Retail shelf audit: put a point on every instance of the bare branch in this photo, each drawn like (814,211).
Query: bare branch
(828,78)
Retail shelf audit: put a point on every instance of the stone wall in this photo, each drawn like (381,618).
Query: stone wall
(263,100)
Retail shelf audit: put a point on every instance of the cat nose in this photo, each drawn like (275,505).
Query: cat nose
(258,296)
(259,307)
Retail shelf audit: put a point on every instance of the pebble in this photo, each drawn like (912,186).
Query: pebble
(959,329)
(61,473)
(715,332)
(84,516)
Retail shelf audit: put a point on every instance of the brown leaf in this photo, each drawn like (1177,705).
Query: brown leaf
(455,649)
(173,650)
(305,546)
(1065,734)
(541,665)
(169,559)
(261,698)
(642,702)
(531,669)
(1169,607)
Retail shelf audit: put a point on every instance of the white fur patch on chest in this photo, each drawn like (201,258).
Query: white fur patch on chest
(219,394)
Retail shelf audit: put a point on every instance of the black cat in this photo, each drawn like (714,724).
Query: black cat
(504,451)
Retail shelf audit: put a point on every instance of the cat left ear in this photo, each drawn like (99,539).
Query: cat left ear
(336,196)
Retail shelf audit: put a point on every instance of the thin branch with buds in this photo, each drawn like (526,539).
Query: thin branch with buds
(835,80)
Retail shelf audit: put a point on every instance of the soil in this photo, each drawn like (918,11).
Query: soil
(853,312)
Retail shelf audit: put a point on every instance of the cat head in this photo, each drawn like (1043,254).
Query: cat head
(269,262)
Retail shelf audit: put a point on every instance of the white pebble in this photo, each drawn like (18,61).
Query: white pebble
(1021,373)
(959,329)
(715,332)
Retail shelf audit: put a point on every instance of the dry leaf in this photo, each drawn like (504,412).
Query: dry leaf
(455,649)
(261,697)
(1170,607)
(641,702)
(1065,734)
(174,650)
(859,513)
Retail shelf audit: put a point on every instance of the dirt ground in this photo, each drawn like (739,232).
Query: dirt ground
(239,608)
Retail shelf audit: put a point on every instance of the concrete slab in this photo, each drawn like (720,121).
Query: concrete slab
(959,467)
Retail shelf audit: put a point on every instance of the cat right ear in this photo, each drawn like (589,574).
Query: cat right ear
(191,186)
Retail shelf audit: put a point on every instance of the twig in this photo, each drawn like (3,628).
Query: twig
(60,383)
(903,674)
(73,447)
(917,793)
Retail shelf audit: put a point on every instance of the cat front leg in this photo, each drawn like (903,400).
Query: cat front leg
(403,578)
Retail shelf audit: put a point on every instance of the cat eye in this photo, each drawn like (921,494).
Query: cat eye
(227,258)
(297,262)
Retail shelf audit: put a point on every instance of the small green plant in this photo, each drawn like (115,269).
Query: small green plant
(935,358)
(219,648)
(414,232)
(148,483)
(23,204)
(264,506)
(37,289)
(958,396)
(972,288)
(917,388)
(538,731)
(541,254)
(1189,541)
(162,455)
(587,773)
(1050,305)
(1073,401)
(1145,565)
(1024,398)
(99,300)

——————————

▶ STATED GOAL:
Rewrite all the items above with "put a point on" replaced by "mark" every time it occurs. Keep every other word and character unchanged.

▶ THE ANSWER:
Retail shelf audit: mark every instance of the bare branch in this photo, each drawn like (814,211).
Query: bare branch
(828,78)
Retail shelf audit: mark every instance of the stone wall in this photo, each drawn like (381,618).
Query: stone wall
(263,100)
Retail shelf audit: mark every instance of the cat nose in this photo, each drawn like (275,505).
Query: cat nose
(258,296)
(259,307)
Retail shelf audit: mark every instance of the pebble in this photo, each drawn like (912,186).
Query: pebble
(959,329)
(61,473)
(715,332)
(84,516)
Retail shelf audit: mark every instance of the brown leaf in this photo, each drawn like (1177,705).
Query: brown leaf
(455,649)
(173,650)
(305,546)
(1065,734)
(541,665)
(169,559)
(261,698)
(642,702)
(531,669)
(1169,607)
Retail shelf audit: mark every instance of the white fur patch on chest in this photo, each drawn like (201,258).
Query: white fur patch on chest
(219,394)
Retail shelf audit: mark every instance of the black cat in this photo, each drawn like (714,724).
Query: black cat
(504,451)
Retail shelf audit: mark every instance of the cat left ear in this photo, each drawn like (99,539).
Query: cat left ear
(336,196)
Retail shelf audit: mark every instance of the thin branch with buds in this photo, each drawn like (526,539).
Query: thin branch with buds
(835,80)
Retail shelf audit: mark every instance of the soil in this photo, each drawn like (918,11).
Query: soil
(853,312)
Retail shelf audit: mark every instance of the cat head in this photo, each drawn like (1043,254).
Query: cat head
(269,262)
Retail shelf audit: mark every instance of the white pebble in this photo, each drawn like (18,61).
Query: white pebble
(1021,373)
(959,329)
(715,332)
Retail shelf audit: mark every instance of the dry leaf in this photo, each drawn like (504,412).
Query: dry leaf
(455,649)
(261,697)
(1170,607)
(641,702)
(1065,734)
(174,650)
(859,513)
Retail shelf audit: mark every instance of the dirt ground in this photo, each drawn like (739,232).
Query: dirt ground
(239,608)
Retail shelf audit: mark every instance of the concrete slab in this photo, each drawn like (720,121).
Query: concrete slab
(959,467)
Retail shelf audit: mark every instance of the cat right ear in this photo, each drawn like (589,574).
Query: cat right ear
(191,186)
Retail shelf audit: mark every instance of the twig in this photo, each drawn like (3,628).
Query: twig
(60,383)
(903,674)
(73,447)
(917,793)
Retail shelf audit: mark every instance of the cat front leg in this photo, each drawn like (903,400).
Query: cat front leg
(403,578)
Retail shelf audit: mark every instance of the cat eye in this photo, each drawn like (921,494).
Query: cat eye
(227,258)
(297,262)
Retail shelf audit: mark every instance of the small green plant in this photo, each drawn like (115,269).
Query: small green plant
(935,358)
(219,648)
(414,232)
(148,483)
(23,204)
(264,506)
(37,289)
(958,396)
(972,288)
(917,388)
(538,731)
(541,254)
(1189,541)
(162,455)
(587,773)
(1050,305)
(1073,401)
(1145,565)
(1024,398)
(99,300)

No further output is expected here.